Stated exercise:
Return the rows below verbatim, starting with the line that contains "[segment] yellow rescue board" and continuing through the line that contains "MULTIPOLYGON (((71 200, 81", with both of those lines included.

Listing:
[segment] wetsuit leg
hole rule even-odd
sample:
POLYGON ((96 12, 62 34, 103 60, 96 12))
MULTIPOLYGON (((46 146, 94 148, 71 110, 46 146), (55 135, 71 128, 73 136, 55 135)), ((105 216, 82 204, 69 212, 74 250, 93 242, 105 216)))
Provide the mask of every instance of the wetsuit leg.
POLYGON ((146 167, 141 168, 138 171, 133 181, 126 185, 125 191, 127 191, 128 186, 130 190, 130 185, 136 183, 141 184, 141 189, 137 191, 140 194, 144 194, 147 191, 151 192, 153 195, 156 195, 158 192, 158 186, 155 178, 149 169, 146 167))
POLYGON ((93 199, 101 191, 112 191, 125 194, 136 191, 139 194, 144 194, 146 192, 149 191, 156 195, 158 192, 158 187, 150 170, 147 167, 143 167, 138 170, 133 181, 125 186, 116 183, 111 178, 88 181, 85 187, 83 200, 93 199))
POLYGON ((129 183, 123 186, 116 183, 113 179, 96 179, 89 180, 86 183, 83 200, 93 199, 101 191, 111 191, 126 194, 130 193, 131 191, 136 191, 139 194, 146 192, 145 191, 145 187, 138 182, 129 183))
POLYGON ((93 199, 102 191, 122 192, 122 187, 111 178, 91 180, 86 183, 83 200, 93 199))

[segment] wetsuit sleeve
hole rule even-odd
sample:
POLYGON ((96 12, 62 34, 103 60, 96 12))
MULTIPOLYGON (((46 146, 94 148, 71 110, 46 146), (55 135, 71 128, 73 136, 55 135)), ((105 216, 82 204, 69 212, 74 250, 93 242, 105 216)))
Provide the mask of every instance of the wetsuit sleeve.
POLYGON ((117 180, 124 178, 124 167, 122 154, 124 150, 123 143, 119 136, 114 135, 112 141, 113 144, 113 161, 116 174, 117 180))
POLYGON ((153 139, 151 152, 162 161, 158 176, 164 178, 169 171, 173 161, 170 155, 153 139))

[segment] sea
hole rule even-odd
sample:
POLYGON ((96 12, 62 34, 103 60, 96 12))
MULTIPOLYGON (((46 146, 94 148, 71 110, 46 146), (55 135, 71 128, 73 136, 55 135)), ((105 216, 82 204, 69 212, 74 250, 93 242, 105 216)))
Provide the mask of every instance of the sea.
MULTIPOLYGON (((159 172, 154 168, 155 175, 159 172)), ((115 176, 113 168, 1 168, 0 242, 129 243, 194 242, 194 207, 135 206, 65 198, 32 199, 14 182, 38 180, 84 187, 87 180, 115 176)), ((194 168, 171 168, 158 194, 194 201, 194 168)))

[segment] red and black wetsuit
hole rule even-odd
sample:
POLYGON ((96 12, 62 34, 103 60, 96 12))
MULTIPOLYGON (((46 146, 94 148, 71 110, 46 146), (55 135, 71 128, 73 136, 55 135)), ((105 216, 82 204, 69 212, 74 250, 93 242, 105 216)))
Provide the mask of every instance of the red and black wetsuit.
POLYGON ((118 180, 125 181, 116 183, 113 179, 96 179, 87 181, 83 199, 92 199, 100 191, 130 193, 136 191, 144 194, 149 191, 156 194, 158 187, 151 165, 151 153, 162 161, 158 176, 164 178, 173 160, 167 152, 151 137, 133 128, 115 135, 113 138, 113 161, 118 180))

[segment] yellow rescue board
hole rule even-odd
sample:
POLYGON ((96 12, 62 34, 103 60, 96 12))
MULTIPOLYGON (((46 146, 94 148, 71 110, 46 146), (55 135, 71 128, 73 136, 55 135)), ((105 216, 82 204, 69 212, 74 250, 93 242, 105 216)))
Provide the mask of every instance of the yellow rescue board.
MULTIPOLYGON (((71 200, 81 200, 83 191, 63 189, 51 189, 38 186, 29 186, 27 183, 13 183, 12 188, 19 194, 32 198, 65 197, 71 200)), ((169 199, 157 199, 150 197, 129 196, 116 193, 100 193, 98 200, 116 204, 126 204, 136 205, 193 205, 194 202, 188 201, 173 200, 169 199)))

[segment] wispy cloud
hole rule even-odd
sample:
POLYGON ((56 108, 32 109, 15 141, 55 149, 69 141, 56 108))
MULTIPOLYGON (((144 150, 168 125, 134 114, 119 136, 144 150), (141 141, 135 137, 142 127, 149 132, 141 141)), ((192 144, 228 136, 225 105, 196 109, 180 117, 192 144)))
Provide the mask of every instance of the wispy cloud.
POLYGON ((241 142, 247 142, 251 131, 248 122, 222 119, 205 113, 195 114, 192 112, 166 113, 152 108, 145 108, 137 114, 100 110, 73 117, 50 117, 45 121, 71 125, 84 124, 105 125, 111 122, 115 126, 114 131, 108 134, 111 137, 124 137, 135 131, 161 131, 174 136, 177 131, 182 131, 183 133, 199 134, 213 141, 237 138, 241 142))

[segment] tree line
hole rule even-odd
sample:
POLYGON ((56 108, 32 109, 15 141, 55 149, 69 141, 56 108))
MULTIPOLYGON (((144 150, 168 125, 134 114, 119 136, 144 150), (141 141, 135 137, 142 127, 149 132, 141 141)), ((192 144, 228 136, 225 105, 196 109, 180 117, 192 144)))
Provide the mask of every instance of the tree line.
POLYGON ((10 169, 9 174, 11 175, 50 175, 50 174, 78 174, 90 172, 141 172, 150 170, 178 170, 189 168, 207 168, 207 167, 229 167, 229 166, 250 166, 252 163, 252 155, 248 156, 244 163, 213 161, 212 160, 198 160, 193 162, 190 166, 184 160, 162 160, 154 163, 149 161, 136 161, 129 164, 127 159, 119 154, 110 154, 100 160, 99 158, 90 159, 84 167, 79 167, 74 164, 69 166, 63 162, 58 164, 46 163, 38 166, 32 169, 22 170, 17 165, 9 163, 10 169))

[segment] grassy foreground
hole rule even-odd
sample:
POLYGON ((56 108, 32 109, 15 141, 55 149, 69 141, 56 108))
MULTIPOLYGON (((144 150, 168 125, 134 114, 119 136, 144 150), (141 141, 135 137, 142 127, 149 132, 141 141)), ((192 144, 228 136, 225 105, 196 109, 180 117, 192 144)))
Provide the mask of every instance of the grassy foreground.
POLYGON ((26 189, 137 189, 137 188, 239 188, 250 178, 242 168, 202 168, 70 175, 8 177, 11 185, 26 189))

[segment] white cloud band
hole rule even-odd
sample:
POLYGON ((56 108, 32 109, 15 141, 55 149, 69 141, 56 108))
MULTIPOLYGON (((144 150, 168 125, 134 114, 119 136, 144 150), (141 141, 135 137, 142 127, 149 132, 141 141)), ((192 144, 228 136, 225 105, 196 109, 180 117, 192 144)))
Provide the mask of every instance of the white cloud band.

Task answer:
[segment] yellow rescue board
hole rule even-odd
sample:
POLYGON ((96 12, 62 34, 103 60, 96 12))
MULTIPOLYGON (((46 146, 94 148, 71 110, 46 146), (55 135, 71 128, 73 136, 55 135)), ((105 216, 82 204, 69 212, 74 250, 93 242, 105 216)))
Provide the mask of every instance of the yellow rescue board.
MULTIPOLYGON (((71 200, 81 200, 83 191, 63 189, 51 189, 38 186, 29 186, 27 183, 13 183, 12 188, 19 194, 32 198, 65 197, 71 200)), ((169 199, 157 199, 150 197, 129 196, 116 193, 100 193, 98 200, 116 204, 126 204, 136 205, 193 205, 194 202, 188 201, 173 200, 169 199)))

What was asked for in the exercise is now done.